§ Problem statement:
Convert every item below into a two-column CSV with the header instruction,outline, one row per item, holding the item's text and its answer. Wrap each value in one double-quoted field, replace line breaks with spaces, and omit the pictures.

§ Extracted information:
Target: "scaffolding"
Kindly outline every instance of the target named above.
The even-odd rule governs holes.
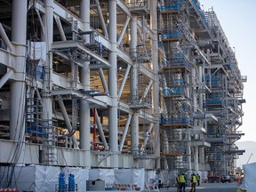
[[[232,173],[246,76],[213,10],[0,2],[3,164]]]

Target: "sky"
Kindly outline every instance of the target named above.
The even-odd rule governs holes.
[[[247,76],[247,83],[244,84],[244,116],[237,131],[245,133],[239,141],[256,141],[256,0],[199,2],[204,12],[213,7],[230,46],[235,47],[241,75]]]

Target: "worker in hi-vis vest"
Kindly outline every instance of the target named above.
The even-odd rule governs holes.
[[[196,192],[196,186],[197,183],[197,179],[195,173],[193,173],[190,177],[190,181],[191,181],[191,190],[190,192]]]
[[[180,192],[185,192],[186,189],[186,177],[185,174],[182,173],[179,176],[179,185],[180,185]]]

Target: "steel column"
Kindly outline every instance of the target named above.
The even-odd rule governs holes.
[[[198,146],[195,146],[195,150],[194,150],[194,159],[195,159],[195,172],[199,171],[199,164],[198,164]]]
[[[17,143],[13,145],[13,150],[18,151],[14,155],[13,162],[23,163],[25,156],[25,98],[26,98],[26,41],[27,41],[27,0],[13,0],[12,12],[12,41],[17,43],[15,58],[15,79],[10,85],[10,140]],[[3,34],[2,34],[3,36]],[[5,39],[4,42],[8,42]],[[7,44],[12,50],[12,46]]]
[[[108,0],[108,35],[111,52],[108,60],[111,67],[108,69],[108,87],[112,106],[108,108],[109,150],[114,153],[111,156],[110,166],[118,167],[118,137],[117,137],[117,52],[116,52],[116,0]]]
[[[84,22],[84,31],[90,29],[90,1],[82,0],[80,3],[80,18]],[[85,39],[89,43],[88,39]],[[84,67],[81,71],[81,83],[85,91],[90,90],[90,62],[84,62]],[[84,149],[84,164],[85,167],[91,167],[91,124],[90,124],[90,104],[84,99],[80,100],[80,148]]]
[[[131,24],[131,39],[130,39],[130,52],[133,58],[137,57],[137,16],[132,16]],[[139,103],[138,91],[138,60],[135,60],[133,66],[131,68],[131,102]],[[131,150],[132,154],[138,155],[139,153],[139,113],[134,111],[131,124]]]
[[[73,132],[73,127],[72,127],[72,125],[71,125],[71,124],[70,124],[70,119],[69,119],[69,117],[68,117],[68,113],[67,113],[67,110],[66,110],[64,102],[63,102],[62,98],[61,98],[60,96],[58,96],[58,104],[59,104],[59,106],[60,106],[61,114],[62,114],[62,116],[63,116],[63,118],[64,118],[66,126],[67,126],[68,129],[68,132],[69,132],[69,133],[72,133],[72,132]],[[74,135],[73,133],[72,133],[71,139],[72,139],[72,140],[73,140],[73,144],[74,144],[75,148],[79,148],[77,140],[76,140],[76,137],[75,137],[75,135]]]
[[[150,9],[150,29],[153,33],[152,44],[152,65],[155,74],[153,84],[153,114],[156,116],[160,116],[159,108],[159,80],[158,80],[158,41],[157,41],[157,10],[155,0],[149,2]],[[156,157],[156,168],[160,168],[160,144],[159,144],[159,124],[155,124],[153,128],[155,156]]]

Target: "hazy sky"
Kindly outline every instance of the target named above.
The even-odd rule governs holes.
[[[235,47],[244,83],[244,116],[239,141],[256,141],[256,0],[199,0],[205,12],[213,7],[231,47]],[[254,122],[255,121],[255,122]]]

§ Result for this task:
instruction,outline
"Target: ""scaffolding"" Kindly outline every instance of the target named above. The even-odd rule governs holes.","[[[232,173],[246,76],[213,10],[0,2],[3,164]]]"
"Target: ""sky"" Kindly outline every instance of the target named above. The even-odd rule governs holes.","[[[247,76],[247,83],[244,84],[244,116],[237,131],[245,133],[239,141],[256,141],[256,0],[199,2],[204,12],[213,7],[230,46],[235,47],[241,75]]]"
"Target: ""worker in hi-vis vest"" Kindly outline every instance of the target named above. The even-odd rule governs holes.","[[[196,192],[196,186],[197,183],[197,179],[195,173],[193,173],[190,177],[190,181],[191,181],[191,190],[190,192]]] [[[180,192],[185,192],[186,189],[186,177],[185,174],[182,173],[179,176],[179,185],[180,185]]]"
"Target: ""steel column"" Kindly outline every instance of the target named above. The even-odd rule governs holes.","[[[198,146],[195,146],[195,150],[194,150],[194,159],[195,159],[195,172],[199,171],[199,164],[198,164]]] [[[17,143],[13,145],[13,150],[18,151],[14,155],[13,162],[23,163],[25,156],[25,98],[26,98],[26,41],[27,41],[27,0],[13,0],[12,12],[12,41],[17,43],[15,58],[15,79],[10,85],[10,140]],[[3,34],[2,34],[3,36]],[[5,39],[4,42],[8,42]],[[7,44],[12,50],[12,46]]] [[[108,0],[108,35],[111,52],[108,60],[111,67],[108,69],[108,87],[112,106],[108,108],[109,150],[114,153],[111,156],[110,166],[118,167],[118,137],[117,137],[117,52],[116,52],[116,0]]] [[[84,22],[84,31],[90,29],[90,1],[82,0],[80,3],[80,18]],[[85,39],[89,43],[88,39]],[[84,67],[81,71],[81,83],[85,91],[90,90],[90,62],[84,62]],[[84,149],[84,164],[85,167],[91,167],[91,124],[90,124],[90,104],[84,99],[80,100],[80,148]]] [[[131,24],[131,39],[130,39],[130,52],[133,58],[137,57],[137,16],[132,16]],[[139,103],[138,91],[138,60],[135,60],[133,66],[131,68],[131,102]],[[131,150],[132,154],[138,155],[139,153],[139,113],[134,111],[131,124]]] [[[73,132],[73,127],[72,127],[72,125],[71,125],[71,124],[70,124],[70,119],[69,119],[69,117],[68,117],[68,113],[67,113],[67,110],[66,110],[64,102],[63,102],[62,98],[61,98],[60,96],[58,96],[58,104],[59,104],[59,106],[60,106],[61,114],[62,114],[62,116],[63,116],[63,118],[64,118],[66,126],[67,126],[68,129],[68,132],[69,132],[69,133],[72,133],[72,132]],[[74,135],[73,133],[72,133],[71,139],[72,139],[72,140],[73,140],[73,144],[74,144],[75,148],[79,148],[77,140],[76,140],[76,137],[75,137],[75,135]]] [[[150,9],[150,29],[153,33],[152,44],[152,65],[155,74],[153,84],[153,114],[156,116],[160,116],[159,108],[159,80],[158,80],[158,41],[157,41],[157,10],[155,0],[149,2]],[[156,157],[156,168],[160,168],[160,144],[159,144],[159,124],[155,124],[153,128],[155,156]]]"
"Target: ""hazy sky"" Kindly outline every instance of the target named above. The even-odd rule governs holes.","[[[235,47],[244,83],[244,116],[239,141],[256,141],[256,0],[199,0],[205,12],[213,7],[231,47]],[[254,122],[255,121],[255,122]]]"